Replace "concrete" with "cement" in the rows from the line containing "Highlight white sea foam." down to the line containing "[360,307,429,415]", both ends included, and give back only those rows with nothing else changed.
========================
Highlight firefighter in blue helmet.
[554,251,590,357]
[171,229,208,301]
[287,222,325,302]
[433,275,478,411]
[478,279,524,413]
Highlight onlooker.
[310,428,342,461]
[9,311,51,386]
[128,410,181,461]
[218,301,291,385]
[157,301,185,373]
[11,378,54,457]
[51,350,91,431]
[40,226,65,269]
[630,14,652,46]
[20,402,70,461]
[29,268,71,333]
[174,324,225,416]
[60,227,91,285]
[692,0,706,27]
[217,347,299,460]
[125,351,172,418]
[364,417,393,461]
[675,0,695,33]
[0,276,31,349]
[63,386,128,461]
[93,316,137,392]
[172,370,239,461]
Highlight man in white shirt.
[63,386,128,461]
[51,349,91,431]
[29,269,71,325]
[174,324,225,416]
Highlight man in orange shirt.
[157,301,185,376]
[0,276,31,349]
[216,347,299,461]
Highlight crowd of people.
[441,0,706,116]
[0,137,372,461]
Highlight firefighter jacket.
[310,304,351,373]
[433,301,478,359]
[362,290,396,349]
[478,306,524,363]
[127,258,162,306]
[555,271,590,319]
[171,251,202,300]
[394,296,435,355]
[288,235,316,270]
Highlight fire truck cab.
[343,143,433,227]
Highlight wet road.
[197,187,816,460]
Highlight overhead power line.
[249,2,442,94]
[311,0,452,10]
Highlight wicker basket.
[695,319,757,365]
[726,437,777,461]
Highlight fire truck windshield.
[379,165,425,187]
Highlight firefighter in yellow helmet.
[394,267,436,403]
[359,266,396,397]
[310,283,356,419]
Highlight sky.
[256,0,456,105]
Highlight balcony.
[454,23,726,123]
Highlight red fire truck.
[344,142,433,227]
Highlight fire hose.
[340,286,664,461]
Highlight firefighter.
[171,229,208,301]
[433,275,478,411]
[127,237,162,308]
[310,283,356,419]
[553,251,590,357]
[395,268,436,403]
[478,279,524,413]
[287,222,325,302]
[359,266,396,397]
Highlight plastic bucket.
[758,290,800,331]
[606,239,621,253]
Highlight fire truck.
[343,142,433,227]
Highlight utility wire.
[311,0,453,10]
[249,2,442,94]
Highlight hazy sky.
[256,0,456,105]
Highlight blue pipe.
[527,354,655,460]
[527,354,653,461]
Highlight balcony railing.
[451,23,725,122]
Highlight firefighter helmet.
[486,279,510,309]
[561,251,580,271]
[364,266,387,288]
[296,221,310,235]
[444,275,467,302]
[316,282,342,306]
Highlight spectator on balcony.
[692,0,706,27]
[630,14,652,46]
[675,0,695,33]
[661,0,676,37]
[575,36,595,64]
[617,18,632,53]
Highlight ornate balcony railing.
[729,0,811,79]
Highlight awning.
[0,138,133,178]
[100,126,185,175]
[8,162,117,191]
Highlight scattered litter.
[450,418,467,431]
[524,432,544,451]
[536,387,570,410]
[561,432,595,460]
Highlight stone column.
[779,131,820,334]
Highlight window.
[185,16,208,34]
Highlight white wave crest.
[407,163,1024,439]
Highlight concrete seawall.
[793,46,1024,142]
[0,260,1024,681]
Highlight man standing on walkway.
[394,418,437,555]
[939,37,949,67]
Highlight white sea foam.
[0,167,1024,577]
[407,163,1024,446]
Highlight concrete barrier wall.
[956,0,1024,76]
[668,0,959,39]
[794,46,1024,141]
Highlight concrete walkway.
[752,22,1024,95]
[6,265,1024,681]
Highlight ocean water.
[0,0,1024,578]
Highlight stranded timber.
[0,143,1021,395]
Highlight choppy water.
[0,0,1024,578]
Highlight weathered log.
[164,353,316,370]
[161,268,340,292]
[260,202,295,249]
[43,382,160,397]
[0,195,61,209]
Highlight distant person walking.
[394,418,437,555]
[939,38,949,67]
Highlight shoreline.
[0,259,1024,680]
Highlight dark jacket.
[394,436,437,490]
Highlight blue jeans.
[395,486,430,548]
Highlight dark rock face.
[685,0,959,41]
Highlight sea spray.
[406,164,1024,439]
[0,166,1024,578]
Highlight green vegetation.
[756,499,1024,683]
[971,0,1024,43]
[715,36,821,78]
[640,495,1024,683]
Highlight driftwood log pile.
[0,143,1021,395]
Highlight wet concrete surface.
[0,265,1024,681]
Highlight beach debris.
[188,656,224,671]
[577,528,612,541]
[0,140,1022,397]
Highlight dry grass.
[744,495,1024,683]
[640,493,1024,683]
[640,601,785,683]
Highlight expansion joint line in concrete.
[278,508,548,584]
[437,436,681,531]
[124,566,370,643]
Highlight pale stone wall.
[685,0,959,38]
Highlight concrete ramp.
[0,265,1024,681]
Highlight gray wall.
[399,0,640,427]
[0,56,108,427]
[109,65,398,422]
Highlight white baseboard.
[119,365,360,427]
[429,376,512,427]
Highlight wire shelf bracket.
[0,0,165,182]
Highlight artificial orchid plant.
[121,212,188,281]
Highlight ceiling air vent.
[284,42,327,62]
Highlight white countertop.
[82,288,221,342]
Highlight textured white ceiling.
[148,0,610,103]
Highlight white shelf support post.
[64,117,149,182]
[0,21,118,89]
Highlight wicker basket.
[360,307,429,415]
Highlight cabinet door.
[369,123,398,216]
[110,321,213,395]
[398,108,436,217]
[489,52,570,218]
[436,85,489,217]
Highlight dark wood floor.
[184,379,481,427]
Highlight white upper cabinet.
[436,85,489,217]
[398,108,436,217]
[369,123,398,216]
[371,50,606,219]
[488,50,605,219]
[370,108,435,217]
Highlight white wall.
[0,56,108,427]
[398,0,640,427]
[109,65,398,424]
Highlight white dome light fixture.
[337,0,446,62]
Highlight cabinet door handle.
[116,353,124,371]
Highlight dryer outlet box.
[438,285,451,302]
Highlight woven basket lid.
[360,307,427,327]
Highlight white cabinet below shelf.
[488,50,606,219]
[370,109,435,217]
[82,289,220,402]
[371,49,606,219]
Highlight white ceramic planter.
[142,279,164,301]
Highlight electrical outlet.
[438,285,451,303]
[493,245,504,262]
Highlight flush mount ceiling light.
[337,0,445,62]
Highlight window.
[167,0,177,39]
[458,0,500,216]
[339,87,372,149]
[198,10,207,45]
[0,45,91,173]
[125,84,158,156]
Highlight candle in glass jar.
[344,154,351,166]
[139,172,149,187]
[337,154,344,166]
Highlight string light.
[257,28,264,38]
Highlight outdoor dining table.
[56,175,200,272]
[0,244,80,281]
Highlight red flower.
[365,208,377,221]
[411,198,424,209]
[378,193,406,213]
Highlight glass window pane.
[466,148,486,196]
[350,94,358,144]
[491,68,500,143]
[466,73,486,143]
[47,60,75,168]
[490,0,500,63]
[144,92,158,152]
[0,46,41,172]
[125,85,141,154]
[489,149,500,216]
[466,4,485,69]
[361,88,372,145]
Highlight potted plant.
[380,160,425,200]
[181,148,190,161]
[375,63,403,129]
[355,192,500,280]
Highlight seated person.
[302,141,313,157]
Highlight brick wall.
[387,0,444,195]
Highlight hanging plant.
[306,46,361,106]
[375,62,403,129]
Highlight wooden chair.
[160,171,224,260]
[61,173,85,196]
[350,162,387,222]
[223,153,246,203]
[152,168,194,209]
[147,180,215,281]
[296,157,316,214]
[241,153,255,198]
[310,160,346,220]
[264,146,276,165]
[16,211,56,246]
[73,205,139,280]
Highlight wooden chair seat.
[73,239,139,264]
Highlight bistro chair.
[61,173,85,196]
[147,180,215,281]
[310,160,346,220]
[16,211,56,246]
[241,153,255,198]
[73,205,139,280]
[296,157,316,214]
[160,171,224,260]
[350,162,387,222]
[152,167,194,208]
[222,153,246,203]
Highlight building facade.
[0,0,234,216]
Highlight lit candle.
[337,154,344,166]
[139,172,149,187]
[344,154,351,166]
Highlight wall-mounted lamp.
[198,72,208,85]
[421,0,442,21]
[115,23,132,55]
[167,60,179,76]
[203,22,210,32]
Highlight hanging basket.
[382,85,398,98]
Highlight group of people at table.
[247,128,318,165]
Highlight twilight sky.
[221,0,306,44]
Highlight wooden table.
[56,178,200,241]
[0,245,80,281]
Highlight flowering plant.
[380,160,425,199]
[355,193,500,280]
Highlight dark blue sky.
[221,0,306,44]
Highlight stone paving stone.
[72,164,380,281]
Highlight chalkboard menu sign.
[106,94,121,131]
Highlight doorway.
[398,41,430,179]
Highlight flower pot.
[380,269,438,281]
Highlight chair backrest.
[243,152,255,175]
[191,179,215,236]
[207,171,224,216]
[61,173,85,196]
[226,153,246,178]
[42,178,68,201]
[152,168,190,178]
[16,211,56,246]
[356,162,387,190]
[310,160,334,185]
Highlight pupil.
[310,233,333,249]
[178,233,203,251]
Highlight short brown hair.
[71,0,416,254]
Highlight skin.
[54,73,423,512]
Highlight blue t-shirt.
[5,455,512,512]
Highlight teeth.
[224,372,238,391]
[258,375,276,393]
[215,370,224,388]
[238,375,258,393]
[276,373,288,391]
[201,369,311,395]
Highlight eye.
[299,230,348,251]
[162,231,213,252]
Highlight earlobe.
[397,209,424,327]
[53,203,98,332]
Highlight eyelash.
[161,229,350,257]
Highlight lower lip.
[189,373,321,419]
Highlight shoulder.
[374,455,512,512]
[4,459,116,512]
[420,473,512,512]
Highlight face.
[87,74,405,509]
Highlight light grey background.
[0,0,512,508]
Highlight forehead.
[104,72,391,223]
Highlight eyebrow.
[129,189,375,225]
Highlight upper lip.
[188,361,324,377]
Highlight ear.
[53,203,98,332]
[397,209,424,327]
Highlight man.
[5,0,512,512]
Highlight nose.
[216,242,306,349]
========================
__CORRECT ANSWER__.
Highlight white sea foam.
[0,167,1024,577]
[407,163,1024,446]
Highlight cement barrier wall.
[956,0,1024,76]
[668,0,959,39]
[794,46,1024,141]
Highlight cement walkway.
[752,22,1024,95]
[6,265,1024,681]
Highlight ocean water.
[0,0,1024,578]
Highlight stranded timber.
[0,143,1021,395]
Highlight choppy water.
[0,0,1024,578]
Highlight weathered log.
[164,353,316,370]
[161,268,340,292]
[260,202,295,249]
[43,382,160,397]
[0,195,61,209]
Highlight distant person walking.
[394,418,437,555]
[939,38,949,67]
Highlight shoreline.
[0,259,1024,680]
Highlight dark jacket.
[394,436,437,490]
Highlight blue jeans.
[395,486,430,548]
Highlight dark rock face.
[685,0,959,41]
Highlight sea spray.
[406,164,1024,439]
[0,166,1024,578]
Highlight green vegetation.
[756,499,1024,683]
[971,0,1024,43]
[715,36,821,78]
[640,495,1024,683]
Highlight driftwood log pile.
[0,143,1021,395]
Highlight wet cement surface.
[0,265,1024,681]
Highlight beach debris.
[188,656,224,671]
[577,528,612,541]
[0,140,1022,397]
Highlight dry grass.
[744,495,1024,683]
[640,493,1024,683]
[640,601,785,683]
Highlight expansion joint line in cement.
[278,508,548,584]
[437,436,681,531]
[124,566,370,643]
Highlight pale stone wall.
[685,0,959,38]
Highlight cement ramp.
[0,265,1024,681]
Highlight gray wall.
[399,0,640,427]
[0,56,108,427]
[109,65,398,422]
Highlight white baseboard.
[119,365,360,427]
[429,376,512,427]
Highlight wire shelf bracket.
[0,0,165,182]
Highlight artificial orchid plant.
[121,212,188,281]
Highlight ceiling air vent.
[284,42,327,62]
Highlight white countertop.
[82,288,221,342]
Highlight textured white ceiling.
[148,0,610,103]
Highlight white shelf support post.
[64,117,149,182]
[0,21,118,89]
Highlight wicker basket.
[360,307,429,415]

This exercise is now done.